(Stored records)
+ + + + + + +

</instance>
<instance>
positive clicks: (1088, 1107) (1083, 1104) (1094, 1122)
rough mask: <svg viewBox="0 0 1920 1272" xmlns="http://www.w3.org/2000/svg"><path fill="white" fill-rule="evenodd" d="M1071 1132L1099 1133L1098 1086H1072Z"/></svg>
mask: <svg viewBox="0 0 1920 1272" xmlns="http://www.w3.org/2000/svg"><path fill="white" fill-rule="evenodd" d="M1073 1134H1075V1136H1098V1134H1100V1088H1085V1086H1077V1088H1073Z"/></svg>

+ + + + + + +

WHAT NEEDS TO BE DONE:
With the line that contains "positive clicks: (1088, 1107)" as the first and the final line of the data as the last, repeat every line in that span exactly.

OUTPUT FOR THIS TASK:
positive clicks: (1088, 1107) (1083, 1104) (1094, 1122)
rough mask: <svg viewBox="0 0 1920 1272" xmlns="http://www.w3.org/2000/svg"><path fill="white" fill-rule="evenodd" d="M1071 1132L1099 1133L1098 1086H1072Z"/></svg>
mask: <svg viewBox="0 0 1920 1272" xmlns="http://www.w3.org/2000/svg"><path fill="white" fill-rule="evenodd" d="M1073 1134H1075V1136H1098V1134H1100V1088H1085V1086H1077V1088H1073Z"/></svg>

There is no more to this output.